§ **Provided data**:
§ §

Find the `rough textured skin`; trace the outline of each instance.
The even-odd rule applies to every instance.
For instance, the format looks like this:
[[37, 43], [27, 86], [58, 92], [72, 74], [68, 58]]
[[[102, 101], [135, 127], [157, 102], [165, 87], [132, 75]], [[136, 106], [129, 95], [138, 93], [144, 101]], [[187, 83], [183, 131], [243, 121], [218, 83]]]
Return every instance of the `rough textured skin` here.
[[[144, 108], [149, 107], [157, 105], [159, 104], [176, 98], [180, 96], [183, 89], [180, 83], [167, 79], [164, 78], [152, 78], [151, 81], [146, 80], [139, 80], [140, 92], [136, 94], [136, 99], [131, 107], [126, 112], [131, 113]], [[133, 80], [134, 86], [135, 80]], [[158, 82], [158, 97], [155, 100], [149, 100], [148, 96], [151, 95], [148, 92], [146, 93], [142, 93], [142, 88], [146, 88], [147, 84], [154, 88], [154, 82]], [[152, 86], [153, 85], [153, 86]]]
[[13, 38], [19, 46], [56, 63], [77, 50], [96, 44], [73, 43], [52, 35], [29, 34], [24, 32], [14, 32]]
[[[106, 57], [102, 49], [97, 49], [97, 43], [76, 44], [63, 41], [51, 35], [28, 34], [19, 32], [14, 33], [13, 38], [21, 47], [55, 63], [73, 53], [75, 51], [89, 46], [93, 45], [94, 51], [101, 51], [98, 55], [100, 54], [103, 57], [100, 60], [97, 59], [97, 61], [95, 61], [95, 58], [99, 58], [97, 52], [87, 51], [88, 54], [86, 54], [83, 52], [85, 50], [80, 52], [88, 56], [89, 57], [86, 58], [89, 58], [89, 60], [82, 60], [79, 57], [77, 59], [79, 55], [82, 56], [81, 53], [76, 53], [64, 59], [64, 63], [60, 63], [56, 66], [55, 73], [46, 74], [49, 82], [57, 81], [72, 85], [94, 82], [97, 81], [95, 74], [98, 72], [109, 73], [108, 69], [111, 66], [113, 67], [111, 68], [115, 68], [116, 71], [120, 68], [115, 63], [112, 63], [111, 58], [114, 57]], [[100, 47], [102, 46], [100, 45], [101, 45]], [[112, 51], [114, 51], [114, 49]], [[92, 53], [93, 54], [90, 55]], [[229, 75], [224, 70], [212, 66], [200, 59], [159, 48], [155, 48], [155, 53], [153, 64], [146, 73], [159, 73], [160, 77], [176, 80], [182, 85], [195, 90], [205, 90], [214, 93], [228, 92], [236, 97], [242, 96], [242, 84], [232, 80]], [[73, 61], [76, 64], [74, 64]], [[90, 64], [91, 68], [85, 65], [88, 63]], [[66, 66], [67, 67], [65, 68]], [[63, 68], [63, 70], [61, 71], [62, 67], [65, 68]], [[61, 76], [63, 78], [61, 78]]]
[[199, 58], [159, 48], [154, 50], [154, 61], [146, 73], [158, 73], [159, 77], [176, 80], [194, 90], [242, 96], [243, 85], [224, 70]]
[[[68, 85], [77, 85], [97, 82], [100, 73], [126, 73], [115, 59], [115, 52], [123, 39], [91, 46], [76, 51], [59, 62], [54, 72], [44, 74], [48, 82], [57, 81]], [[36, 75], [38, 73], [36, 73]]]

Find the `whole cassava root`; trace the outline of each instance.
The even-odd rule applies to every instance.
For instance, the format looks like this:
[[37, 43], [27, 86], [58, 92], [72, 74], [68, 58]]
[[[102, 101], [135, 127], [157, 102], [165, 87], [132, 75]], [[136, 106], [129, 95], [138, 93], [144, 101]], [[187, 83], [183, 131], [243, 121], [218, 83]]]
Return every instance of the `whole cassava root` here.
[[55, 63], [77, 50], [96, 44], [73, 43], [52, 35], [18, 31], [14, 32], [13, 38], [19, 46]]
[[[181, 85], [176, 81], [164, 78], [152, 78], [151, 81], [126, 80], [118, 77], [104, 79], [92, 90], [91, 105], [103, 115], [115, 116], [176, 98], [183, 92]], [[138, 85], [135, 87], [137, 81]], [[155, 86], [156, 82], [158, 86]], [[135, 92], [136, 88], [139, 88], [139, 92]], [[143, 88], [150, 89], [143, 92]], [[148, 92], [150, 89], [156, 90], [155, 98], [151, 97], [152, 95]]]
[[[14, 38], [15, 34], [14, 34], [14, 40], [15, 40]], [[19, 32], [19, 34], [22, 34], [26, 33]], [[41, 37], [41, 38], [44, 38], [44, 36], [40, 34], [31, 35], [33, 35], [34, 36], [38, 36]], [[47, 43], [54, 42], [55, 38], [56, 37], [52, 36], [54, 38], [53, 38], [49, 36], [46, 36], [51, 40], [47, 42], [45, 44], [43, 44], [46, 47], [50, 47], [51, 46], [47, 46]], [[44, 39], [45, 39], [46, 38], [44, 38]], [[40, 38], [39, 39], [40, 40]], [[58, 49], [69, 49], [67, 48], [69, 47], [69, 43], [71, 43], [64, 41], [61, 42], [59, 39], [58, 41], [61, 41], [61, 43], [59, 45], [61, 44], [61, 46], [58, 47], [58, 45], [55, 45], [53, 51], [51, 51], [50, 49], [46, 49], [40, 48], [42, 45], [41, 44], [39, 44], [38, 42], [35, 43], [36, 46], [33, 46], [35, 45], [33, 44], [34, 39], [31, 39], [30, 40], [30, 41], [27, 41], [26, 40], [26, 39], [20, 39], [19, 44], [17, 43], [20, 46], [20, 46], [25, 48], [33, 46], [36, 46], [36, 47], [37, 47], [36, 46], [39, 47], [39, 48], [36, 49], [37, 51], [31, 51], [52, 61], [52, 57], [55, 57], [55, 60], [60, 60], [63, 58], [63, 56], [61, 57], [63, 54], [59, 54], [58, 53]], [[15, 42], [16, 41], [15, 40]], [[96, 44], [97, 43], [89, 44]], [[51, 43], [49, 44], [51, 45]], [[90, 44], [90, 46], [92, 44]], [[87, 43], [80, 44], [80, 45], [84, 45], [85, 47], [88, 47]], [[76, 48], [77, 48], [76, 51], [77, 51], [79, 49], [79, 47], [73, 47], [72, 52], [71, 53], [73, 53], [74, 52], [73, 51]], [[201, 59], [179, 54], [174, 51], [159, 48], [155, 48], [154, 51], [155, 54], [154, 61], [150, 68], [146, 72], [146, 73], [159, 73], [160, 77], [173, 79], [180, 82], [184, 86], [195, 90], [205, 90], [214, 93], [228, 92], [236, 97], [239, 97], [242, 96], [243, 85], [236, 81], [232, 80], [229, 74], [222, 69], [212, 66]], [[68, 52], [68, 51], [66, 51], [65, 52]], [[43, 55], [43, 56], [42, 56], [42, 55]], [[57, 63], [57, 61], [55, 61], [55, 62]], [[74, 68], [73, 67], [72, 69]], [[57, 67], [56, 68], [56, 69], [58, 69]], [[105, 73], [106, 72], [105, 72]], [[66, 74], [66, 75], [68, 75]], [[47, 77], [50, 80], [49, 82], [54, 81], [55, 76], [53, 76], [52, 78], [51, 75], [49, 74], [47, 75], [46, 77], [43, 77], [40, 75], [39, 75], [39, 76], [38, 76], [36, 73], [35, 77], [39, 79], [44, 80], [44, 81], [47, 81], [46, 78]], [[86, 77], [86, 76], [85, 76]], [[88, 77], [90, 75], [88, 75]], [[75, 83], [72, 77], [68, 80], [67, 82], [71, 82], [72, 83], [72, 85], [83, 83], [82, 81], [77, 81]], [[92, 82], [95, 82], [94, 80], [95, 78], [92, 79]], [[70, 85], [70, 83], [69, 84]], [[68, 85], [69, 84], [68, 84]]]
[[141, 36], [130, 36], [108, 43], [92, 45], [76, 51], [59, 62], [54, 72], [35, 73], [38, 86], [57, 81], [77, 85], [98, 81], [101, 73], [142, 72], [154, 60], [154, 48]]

§ §

§ **What to work on**: Recast the lines from the first one up to and including the line containing "32], [14, 32]]" as a Markdown table with the columns Row and Line, leaving out any blank lines.

§ **Correct output**:
| Row | Line |
|---|---|
| 1 | Find the `rough textured skin`; trace the outline of each instance. |
| 2 | The even-odd rule applies to every instance. |
| 3 | For instance, the format looks like this: |
| 4 | [[37, 43], [27, 86], [58, 92], [72, 74], [68, 58]] |
| 5 | [[[102, 101], [135, 127], [157, 102], [165, 87], [132, 75]], [[136, 106], [129, 95], [138, 93], [144, 101]], [[187, 83], [183, 131], [243, 121], [218, 83]]] |
| 6 | Return every instance of the `rough textured skin` here. |
| 7 | [[[144, 108], [149, 107], [157, 105], [159, 104], [176, 98], [180, 96], [183, 89], [180, 83], [167, 79], [164, 78], [152, 78], [151, 81], [146, 80], [139, 80], [140, 92], [136, 94], [136, 99], [131, 107], [126, 112], [131, 113]], [[133, 80], [134, 86], [135, 80]], [[158, 82], [158, 97], [155, 100], [149, 100], [148, 96], [151, 95], [148, 92], [146, 93], [142, 93], [142, 88], [146, 88], [147, 84], [154, 88], [154, 82]], [[152, 86], [153, 85], [153, 86]]] |
| 8 | [[13, 38], [19, 46], [56, 63], [77, 50], [96, 44], [73, 43], [52, 35], [29, 34], [24, 32], [14, 32]] |